**Passage for review**.
┄┄┄┄┄┄

Currently, there are no specific guidelines regarding the timing of chromosome analysis after transfusion. Moreover, filtering methods and treatment of blood before neonatal transfusion still vary greatly between institutions. An informal survey of NICUs participating in the Vermont Oxford Network conducted by one of the authors revealed different filtering practices before transfusion and varied timing of chromosome studies after transfusion, ranging from no waiting period to a waiting period of several months.

In a retrospective study, Kulharya et al.8 reviewed the medical records of 10 newborn infants who had received blood transfusions between 1 to 10 days before routine cytogenetic analysis. Three infants received irradiated and leukodepleted blood, four infants received irradiated blood, and three infants received blood that was neither irradiated nor leukodepleted. Because there were no instances where cells with a karyotype of the opposite sex were detected in the neonates' blood samples, the authors concluded PRBC transfusions did not compromise the accuracy of chromosome analysis.8 Because this study was retrospective, there was no documentation on which patients received blood from opposite sex donors. The authors concluded that the likelihood of study patients receiving blood from a donor of the opposite sex was 50% based on the 1:1 male to female donor ratio in the blood bank. This study was limited by the uncertainty of the blood donors' sex and the small sample size; however, the results of this study are consistent with our current study.

Other research has examined donor WBC clearance in neonates after blood transfusions. In a study by Wang-Rodriguez et al.,6 they found no evidence of male donor cells in two female neonatal subjects one day after receiving irradiated, leukodepleted, male-donated blood when measured by semiquantitative polymerase chain reaction (PCR) Y-chromosome technique. They also found that two out of four female infants that received irradiated but nonleukodepleted blood had detectable male donor cells on the first day after transfusion, but subsequent samples taken after 24 hours had no detectable donor WBCs.6 These findings suggest that neonates have the capability to rapidly clear donor WBCs that have been irradiated and that leukodepletion seems to effectively reduce donor WBC detection in the transfused patient.

┄┄┄┄┄┄

**Extracted information**.
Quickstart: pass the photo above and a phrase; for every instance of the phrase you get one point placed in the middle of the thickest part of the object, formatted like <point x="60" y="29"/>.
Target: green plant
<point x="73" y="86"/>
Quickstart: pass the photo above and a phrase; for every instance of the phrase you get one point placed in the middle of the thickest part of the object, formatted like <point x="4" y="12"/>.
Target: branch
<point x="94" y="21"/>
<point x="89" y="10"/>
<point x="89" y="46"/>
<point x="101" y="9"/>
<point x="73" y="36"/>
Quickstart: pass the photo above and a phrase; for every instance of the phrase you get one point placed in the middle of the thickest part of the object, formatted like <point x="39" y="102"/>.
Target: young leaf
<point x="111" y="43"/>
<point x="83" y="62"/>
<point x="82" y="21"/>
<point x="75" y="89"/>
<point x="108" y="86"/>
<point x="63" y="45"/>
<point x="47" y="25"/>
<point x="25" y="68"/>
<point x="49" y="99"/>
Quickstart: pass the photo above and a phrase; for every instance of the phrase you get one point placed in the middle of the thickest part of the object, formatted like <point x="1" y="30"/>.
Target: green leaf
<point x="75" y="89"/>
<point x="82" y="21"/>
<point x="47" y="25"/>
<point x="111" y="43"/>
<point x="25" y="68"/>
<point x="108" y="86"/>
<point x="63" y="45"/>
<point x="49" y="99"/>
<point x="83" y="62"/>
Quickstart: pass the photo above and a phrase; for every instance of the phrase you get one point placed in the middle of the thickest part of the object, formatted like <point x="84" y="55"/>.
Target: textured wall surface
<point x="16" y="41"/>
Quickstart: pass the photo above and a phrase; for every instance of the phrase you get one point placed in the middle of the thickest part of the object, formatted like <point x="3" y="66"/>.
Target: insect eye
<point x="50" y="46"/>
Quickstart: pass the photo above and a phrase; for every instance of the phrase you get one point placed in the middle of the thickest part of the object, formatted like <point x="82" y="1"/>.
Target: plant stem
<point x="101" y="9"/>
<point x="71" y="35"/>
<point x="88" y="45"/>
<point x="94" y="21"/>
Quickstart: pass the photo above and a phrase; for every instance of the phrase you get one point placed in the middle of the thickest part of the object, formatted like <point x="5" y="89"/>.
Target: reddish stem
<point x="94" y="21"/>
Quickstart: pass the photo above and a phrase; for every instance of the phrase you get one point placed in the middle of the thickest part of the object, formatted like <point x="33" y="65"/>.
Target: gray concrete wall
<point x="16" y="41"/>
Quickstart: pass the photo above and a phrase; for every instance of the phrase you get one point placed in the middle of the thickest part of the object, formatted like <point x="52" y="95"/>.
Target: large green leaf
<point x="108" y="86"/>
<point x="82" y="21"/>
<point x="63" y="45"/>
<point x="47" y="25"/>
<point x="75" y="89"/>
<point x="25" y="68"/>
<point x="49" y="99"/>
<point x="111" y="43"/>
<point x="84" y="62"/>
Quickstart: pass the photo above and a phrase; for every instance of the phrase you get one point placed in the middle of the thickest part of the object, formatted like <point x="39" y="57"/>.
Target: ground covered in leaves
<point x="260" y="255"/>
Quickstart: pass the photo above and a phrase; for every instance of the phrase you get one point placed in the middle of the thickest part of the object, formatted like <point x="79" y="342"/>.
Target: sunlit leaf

┄┄┄┄┄┄

**Exercise brief**. Write the next part of the passage on chromosome analysis after blood transfusion in newborns, starting after its last sentence. The material is from a separate source.

**Task answer**.
Clearly, the treatment of blood before transfusion affects the detection and length of survival of donor cells in the recipient. Early methods for investigation of donor leukocyte survival involved karyotype analysis of posttransfusion samples in opposite sex donors and recipients where blood was neither irradiated nor leukodepleted. Hutchinson and colleagues found that lymphocytes from random donors were detectable up to several weeks after exchange transfusion, whereas lymphocytes from a mother's blood were detected for as long as 2 years in their recipient sons secondary to in utero fetomaternal hemorrhages.9

More recently, Lee et al.10 demonstrated that the length of donor WBC survival in recipients is influenced by the treatment of blood products before transfusion. They studied 4 adult females who received leukodepleted but not irradiated blood. Using SRY-specific PCR amplification, they found that all subjects had a transient detection of male-donated WBCs during the first week after blood transfusion and complete clearance of donor WBCs by 2 weeks after transfusion.10

These results, along with our current work, suggest that when PRBCs are irradiated and filtered (using either leukocyte depletion or microaggregate methods), delaying chromosome studies after transfusion is unnecessary. Our study revealed that donor cells will not interfere with chromosome analysis or FISH analysis on cultured cells 12 hours after transfusion. Although we do not suspect that our results would have been different if we had studied the recipient's blood within 12 hours of transfusion, this was not evaluated in the current study. Also, we did not address the issue of using direct FISH in transfused neonates for rapid detection of common trisomies. In these cases, interference of donor cells may present the clinician with low-order mosaicism for which clinical judgment and interpretation is needed.